**Exercise prompt:** Your answer should hold exactly the lines from the line containing "Query: woman in red jacket" through the end of the entries that follow.

**Material to process:**
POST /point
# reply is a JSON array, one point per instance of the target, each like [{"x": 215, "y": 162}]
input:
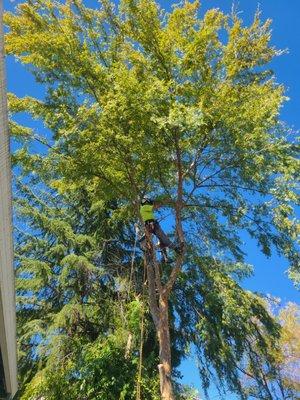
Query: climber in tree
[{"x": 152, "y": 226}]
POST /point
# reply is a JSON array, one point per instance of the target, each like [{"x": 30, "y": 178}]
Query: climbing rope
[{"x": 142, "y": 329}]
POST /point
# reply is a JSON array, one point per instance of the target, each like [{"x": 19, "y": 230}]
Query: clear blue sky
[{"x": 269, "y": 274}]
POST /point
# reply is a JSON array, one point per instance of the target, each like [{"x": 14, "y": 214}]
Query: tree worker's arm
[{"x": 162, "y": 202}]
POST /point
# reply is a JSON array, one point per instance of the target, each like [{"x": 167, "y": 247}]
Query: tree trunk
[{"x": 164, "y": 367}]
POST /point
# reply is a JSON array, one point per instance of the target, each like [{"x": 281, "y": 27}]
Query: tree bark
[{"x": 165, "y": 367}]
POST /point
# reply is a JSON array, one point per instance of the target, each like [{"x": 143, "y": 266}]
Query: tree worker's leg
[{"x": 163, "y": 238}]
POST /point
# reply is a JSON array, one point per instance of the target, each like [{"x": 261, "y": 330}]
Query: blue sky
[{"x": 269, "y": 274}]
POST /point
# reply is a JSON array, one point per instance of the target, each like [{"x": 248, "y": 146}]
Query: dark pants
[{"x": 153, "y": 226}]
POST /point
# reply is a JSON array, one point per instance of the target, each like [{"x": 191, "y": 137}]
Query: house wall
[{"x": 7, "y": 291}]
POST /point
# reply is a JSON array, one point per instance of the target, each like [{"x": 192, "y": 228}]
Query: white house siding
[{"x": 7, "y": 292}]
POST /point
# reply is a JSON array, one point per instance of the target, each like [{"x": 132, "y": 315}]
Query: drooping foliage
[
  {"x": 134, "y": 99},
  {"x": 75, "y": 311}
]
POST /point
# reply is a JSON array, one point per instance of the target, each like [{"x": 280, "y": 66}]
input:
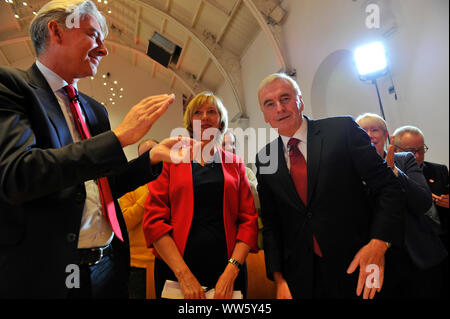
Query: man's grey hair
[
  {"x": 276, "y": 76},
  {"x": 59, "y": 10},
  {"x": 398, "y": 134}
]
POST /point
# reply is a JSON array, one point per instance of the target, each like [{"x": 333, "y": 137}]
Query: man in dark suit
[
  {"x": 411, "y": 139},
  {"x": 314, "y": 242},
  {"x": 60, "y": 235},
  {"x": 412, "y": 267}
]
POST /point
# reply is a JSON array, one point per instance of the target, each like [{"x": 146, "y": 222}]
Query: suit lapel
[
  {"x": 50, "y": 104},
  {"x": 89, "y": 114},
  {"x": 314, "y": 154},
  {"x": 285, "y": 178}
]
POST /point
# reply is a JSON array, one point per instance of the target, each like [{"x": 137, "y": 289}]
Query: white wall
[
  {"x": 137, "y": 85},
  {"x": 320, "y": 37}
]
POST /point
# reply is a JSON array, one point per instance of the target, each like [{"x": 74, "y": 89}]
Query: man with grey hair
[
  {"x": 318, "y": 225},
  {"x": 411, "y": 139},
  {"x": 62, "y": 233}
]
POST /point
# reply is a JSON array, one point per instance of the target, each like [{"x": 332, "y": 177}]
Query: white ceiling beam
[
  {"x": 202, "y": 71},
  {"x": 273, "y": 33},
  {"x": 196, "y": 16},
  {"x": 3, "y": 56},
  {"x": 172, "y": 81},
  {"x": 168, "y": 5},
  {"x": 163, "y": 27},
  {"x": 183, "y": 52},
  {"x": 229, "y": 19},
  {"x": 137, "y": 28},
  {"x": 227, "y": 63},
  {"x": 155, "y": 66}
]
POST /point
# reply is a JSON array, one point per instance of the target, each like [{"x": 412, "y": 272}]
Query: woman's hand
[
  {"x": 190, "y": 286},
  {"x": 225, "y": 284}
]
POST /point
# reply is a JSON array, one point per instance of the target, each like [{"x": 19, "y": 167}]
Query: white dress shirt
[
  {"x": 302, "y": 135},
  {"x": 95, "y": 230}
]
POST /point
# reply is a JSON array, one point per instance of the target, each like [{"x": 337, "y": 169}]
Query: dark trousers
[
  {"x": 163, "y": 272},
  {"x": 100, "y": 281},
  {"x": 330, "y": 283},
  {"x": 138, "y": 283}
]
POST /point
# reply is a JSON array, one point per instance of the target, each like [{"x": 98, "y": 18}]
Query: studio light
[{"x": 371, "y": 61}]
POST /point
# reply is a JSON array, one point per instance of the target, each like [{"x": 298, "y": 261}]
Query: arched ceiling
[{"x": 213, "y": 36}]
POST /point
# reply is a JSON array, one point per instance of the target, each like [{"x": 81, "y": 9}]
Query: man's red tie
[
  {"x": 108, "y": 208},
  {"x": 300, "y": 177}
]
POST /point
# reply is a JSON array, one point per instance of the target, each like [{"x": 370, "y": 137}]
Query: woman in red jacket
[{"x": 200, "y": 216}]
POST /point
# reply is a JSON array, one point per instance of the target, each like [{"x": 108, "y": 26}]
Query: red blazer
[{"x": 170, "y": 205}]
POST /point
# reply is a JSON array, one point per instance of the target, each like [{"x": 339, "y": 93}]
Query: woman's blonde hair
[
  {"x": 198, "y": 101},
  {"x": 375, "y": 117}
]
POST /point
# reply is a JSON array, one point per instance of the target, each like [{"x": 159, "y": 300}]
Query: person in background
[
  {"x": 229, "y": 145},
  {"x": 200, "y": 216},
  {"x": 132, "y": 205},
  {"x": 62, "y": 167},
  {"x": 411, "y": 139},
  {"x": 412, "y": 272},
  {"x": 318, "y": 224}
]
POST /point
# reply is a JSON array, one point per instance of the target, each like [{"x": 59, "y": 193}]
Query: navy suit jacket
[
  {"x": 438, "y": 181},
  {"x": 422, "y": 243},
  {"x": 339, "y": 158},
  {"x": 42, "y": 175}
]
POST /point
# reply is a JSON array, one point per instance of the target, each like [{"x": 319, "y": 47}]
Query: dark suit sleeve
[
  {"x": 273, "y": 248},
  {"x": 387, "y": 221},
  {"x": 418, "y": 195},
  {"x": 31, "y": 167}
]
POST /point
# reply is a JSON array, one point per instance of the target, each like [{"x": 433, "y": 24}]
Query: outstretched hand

**Answer to the problem:**
Query: woman in red jacket
[{"x": 200, "y": 216}]
POST /point
# reply is a JSON array, one point per instance of the target, each like [{"x": 108, "y": 26}]
Query: red blazer
[{"x": 170, "y": 205}]
POST /point
# reply is a JSON array, one point per instance of the target, each like [{"x": 339, "y": 93}]
Query: woman's blonde hair
[
  {"x": 198, "y": 101},
  {"x": 375, "y": 117}
]
POST /point
# reply is a JSON array, one point per instance of the target, each like [{"x": 159, "y": 300}]
Query: person in background
[
  {"x": 229, "y": 145},
  {"x": 200, "y": 216},
  {"x": 132, "y": 205},
  {"x": 62, "y": 167},
  {"x": 411, "y": 139},
  {"x": 412, "y": 272},
  {"x": 318, "y": 224}
]
POST /point
# reply is a JSON array, one point per instance of the target, each like [{"x": 59, "y": 193}]
Query: navy suit jacket
[
  {"x": 438, "y": 181},
  {"x": 422, "y": 243},
  {"x": 339, "y": 158},
  {"x": 42, "y": 175}
]
POST /point
# reply is a JSON array, one point per instance of the target, each like [{"x": 319, "y": 47}]
Query: dark suit sleeve
[
  {"x": 273, "y": 248},
  {"x": 387, "y": 221},
  {"x": 418, "y": 195},
  {"x": 31, "y": 167}
]
POST /point
# reply is a JSON array, one point per instance of the target, each like [{"x": 433, "y": 24}]
Query: outstretched hand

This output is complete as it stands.